## Your objective
In how many lines of the entries below does the word "round" appear, matching case exactly? Reply with the number alone.

## Record set
▶

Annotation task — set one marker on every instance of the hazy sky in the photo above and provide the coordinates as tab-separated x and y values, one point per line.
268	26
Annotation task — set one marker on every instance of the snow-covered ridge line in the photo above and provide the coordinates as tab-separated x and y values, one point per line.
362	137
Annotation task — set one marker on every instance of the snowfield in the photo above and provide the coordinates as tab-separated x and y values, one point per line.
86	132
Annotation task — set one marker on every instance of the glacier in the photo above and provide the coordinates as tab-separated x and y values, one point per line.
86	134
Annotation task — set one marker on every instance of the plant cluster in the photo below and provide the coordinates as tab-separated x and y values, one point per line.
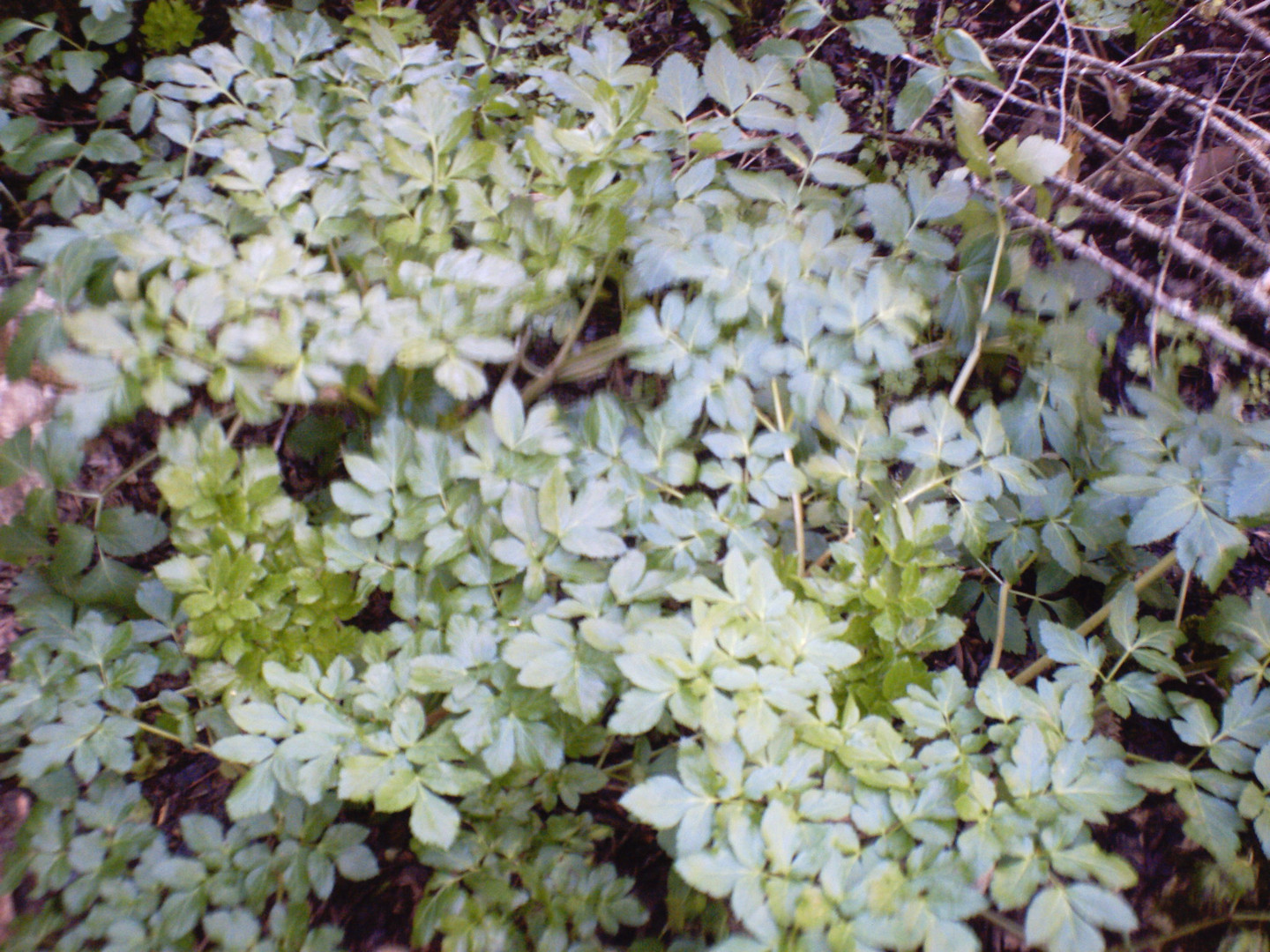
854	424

◀
▶

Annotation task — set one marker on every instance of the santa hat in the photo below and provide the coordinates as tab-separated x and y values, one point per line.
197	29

◀
▶

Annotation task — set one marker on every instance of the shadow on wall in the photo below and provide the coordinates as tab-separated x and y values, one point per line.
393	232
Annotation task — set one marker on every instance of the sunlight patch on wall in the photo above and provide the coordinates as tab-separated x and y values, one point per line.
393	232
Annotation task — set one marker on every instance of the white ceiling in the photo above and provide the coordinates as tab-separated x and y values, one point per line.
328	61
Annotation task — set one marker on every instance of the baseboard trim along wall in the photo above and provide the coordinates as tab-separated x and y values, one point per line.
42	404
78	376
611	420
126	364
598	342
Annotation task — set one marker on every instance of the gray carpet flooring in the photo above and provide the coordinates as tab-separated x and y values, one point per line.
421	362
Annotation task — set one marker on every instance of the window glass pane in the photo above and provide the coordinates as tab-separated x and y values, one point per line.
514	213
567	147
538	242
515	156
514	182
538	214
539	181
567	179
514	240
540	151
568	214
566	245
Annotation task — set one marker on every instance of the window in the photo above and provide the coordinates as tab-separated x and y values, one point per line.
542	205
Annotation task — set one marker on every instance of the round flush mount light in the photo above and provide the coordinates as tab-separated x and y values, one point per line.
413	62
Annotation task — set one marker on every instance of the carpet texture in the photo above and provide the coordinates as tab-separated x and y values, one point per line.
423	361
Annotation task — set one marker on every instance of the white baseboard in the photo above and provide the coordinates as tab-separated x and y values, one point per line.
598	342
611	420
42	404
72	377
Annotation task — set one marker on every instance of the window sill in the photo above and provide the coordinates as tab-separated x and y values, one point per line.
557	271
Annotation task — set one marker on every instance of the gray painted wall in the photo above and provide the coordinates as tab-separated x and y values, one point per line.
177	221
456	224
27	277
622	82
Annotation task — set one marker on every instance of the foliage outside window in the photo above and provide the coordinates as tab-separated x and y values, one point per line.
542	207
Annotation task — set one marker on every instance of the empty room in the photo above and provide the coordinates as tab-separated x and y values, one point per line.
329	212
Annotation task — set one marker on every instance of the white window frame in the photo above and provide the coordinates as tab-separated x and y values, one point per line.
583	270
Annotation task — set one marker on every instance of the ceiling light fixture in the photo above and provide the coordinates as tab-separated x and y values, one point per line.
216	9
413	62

◀

## Right answer
1